Image object location entries:

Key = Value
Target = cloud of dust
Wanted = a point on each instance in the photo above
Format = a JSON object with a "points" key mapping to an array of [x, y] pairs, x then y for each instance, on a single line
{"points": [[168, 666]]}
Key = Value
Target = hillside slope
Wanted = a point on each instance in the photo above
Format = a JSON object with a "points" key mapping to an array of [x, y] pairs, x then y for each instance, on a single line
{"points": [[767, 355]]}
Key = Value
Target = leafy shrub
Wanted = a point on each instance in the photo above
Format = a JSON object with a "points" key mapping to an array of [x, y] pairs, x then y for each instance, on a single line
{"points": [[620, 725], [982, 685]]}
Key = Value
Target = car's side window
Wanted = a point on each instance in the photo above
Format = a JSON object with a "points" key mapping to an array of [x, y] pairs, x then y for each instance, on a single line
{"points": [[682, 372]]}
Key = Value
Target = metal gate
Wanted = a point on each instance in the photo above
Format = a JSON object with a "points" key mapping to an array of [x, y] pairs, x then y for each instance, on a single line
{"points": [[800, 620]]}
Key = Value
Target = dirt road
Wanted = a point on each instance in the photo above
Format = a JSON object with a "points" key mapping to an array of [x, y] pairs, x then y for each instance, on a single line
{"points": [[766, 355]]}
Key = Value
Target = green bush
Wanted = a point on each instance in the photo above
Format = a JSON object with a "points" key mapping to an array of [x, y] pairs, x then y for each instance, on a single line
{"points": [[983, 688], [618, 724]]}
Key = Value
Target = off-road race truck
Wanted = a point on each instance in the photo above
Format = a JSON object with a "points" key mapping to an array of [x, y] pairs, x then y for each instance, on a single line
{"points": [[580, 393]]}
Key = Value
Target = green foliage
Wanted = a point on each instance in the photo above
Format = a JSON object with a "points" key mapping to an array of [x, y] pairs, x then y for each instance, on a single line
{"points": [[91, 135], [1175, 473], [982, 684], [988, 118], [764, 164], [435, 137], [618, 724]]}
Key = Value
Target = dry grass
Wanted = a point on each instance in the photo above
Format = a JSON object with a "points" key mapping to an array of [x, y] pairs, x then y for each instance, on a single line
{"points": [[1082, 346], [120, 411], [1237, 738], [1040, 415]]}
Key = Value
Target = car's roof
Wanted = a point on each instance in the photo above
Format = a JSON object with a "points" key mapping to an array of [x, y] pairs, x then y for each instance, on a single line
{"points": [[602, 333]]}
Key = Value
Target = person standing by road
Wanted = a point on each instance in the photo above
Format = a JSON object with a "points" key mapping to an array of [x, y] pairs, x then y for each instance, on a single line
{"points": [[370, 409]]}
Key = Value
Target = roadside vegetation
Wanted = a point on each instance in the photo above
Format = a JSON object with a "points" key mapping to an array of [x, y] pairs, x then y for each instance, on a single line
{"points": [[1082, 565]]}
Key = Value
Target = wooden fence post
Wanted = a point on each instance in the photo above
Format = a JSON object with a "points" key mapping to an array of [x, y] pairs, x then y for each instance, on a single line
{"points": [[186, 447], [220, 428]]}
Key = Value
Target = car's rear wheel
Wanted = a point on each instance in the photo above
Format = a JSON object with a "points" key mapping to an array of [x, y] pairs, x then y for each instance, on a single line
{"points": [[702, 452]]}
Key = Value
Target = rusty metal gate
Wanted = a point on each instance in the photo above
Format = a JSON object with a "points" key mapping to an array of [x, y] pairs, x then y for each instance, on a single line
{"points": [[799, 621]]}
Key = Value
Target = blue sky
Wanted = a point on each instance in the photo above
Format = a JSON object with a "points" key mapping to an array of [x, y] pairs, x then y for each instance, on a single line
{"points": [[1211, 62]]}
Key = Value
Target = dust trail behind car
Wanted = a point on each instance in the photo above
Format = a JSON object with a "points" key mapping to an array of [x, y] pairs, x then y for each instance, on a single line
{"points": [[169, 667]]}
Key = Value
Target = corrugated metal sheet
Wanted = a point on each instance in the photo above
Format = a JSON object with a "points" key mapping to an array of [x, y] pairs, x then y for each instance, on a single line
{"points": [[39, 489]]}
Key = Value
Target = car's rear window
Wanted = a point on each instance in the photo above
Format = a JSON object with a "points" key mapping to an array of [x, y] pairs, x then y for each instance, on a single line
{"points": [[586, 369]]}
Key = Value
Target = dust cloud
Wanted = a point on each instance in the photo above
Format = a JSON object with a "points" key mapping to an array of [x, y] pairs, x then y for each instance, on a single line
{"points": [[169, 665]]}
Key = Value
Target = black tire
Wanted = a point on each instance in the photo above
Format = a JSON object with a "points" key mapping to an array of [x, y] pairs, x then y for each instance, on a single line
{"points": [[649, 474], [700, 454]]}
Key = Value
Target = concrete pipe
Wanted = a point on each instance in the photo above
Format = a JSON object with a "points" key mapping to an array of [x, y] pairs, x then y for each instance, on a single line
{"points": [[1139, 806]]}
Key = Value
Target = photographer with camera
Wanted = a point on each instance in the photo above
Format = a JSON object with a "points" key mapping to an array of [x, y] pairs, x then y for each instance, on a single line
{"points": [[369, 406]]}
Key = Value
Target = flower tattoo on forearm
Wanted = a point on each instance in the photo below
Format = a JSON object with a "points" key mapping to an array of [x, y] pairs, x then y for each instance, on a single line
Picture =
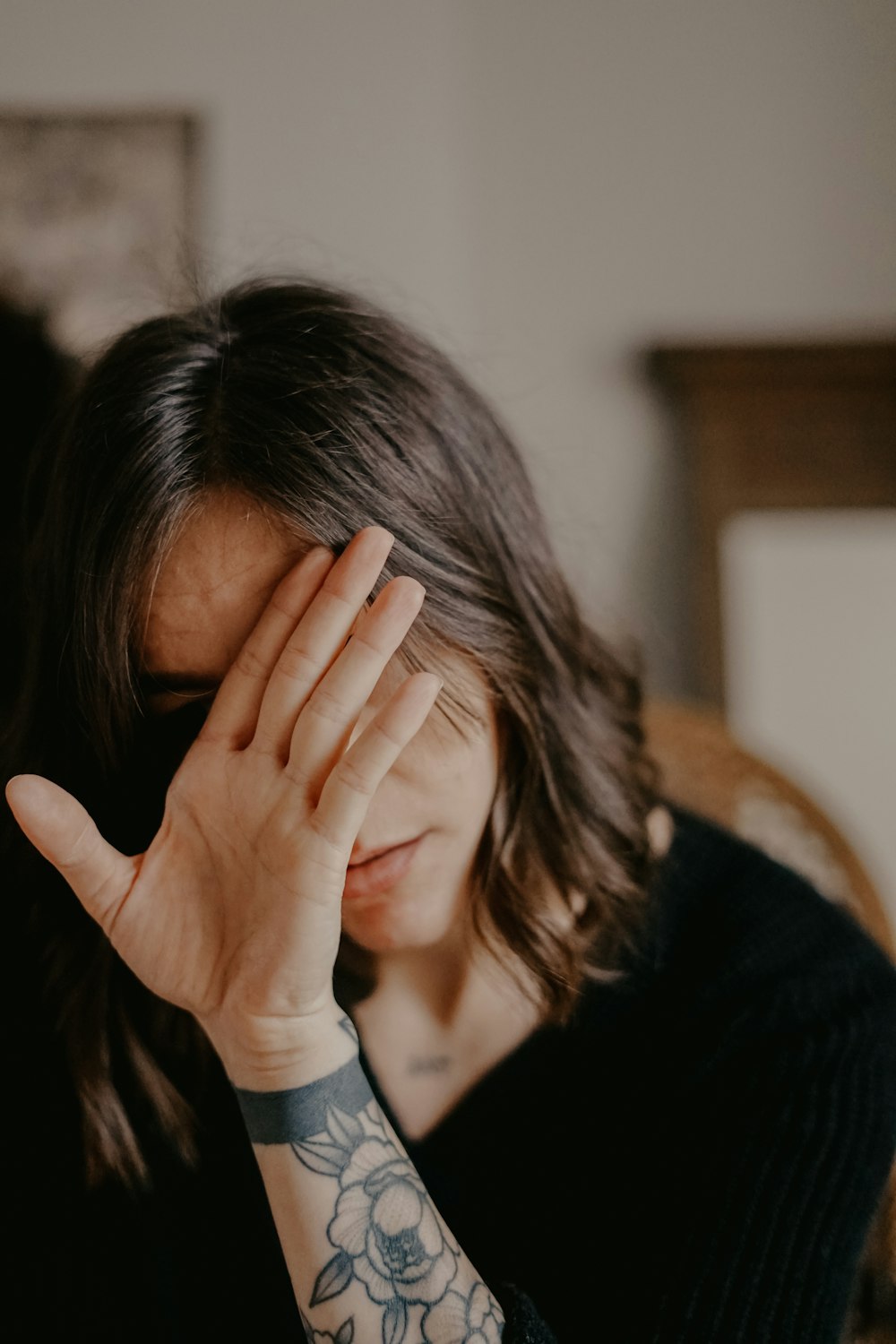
{"points": [[384, 1230]]}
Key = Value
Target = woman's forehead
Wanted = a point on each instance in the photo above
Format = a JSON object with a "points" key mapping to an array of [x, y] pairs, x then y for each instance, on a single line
{"points": [[212, 586]]}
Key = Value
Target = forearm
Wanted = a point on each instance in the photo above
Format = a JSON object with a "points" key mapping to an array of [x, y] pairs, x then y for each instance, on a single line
{"points": [[368, 1254]]}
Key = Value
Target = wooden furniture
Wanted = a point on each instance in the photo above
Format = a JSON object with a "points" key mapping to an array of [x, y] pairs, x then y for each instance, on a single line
{"points": [[707, 771], [774, 426]]}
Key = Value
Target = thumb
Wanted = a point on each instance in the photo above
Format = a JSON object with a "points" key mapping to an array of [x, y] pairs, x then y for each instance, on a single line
{"points": [[64, 832]]}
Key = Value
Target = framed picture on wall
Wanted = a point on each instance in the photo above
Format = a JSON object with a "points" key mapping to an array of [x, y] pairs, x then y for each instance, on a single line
{"points": [[97, 217]]}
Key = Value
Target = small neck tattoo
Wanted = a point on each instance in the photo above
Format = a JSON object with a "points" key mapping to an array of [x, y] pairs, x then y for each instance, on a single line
{"points": [[429, 1064]]}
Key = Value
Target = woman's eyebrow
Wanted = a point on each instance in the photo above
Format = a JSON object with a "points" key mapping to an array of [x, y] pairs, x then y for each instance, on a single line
{"points": [[151, 682]]}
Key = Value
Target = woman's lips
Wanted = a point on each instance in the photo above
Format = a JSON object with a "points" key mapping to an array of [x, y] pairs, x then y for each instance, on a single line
{"points": [[368, 879]]}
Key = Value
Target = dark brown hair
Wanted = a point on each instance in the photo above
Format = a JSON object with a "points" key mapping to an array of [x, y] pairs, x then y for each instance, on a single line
{"points": [[332, 416]]}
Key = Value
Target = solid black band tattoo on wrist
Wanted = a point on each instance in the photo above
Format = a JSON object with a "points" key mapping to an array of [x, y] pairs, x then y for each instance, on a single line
{"points": [[300, 1113]]}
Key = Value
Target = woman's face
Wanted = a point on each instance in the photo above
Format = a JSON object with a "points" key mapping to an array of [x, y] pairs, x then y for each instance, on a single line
{"points": [[210, 591]]}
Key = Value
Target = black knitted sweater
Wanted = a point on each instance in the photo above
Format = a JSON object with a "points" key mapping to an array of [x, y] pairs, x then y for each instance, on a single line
{"points": [[696, 1158]]}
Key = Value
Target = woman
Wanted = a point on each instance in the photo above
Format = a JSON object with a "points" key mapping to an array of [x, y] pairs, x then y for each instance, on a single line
{"points": [[563, 1062]]}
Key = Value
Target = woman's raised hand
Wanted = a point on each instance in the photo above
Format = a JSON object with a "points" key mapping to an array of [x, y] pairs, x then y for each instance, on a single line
{"points": [[234, 909]]}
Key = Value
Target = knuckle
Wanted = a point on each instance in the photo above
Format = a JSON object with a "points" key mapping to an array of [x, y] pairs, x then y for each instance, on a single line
{"points": [[324, 832], [355, 777], [297, 664], [327, 706], [383, 731], [250, 664]]}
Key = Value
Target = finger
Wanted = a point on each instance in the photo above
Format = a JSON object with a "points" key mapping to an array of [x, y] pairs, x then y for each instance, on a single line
{"points": [[319, 637], [62, 831], [234, 711], [325, 723], [355, 779]]}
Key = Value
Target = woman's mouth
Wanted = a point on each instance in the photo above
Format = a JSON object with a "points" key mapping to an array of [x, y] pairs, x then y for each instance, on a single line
{"points": [[382, 873]]}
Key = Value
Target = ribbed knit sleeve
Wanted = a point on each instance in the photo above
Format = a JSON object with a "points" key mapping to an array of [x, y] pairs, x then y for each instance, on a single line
{"points": [[770, 1142]]}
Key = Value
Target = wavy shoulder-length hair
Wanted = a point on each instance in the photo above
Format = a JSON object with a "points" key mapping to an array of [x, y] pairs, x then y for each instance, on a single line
{"points": [[332, 416]]}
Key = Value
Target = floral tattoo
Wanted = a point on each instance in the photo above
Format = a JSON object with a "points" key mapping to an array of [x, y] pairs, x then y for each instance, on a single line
{"points": [[387, 1236], [384, 1228]]}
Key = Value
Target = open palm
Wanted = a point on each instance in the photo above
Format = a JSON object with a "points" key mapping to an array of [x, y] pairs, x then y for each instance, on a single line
{"points": [[234, 909]]}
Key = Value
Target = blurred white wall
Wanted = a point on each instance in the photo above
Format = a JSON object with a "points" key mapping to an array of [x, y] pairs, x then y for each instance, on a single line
{"points": [[546, 187]]}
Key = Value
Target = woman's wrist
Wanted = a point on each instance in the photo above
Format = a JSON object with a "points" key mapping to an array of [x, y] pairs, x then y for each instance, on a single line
{"points": [[287, 1053]]}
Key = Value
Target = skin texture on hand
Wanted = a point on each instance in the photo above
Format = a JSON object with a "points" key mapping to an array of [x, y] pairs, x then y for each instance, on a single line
{"points": [[234, 910]]}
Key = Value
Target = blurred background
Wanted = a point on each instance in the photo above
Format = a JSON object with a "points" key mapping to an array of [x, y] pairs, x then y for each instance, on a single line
{"points": [[659, 234]]}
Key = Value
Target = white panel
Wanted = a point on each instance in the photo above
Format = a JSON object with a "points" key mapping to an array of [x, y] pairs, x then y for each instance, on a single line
{"points": [[809, 615]]}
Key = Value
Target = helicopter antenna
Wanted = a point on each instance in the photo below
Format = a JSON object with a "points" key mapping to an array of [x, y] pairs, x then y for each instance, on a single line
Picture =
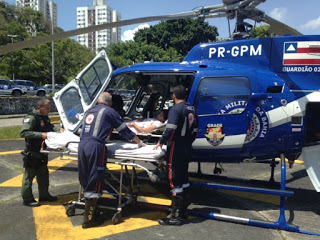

◆ GOAL ◆
State how many of the lines above contain the word "cloud", treating uppercase and lowercase letters as distinct. Reply with the number alone.

◆ RESPONSE TO THE TASK ◆
2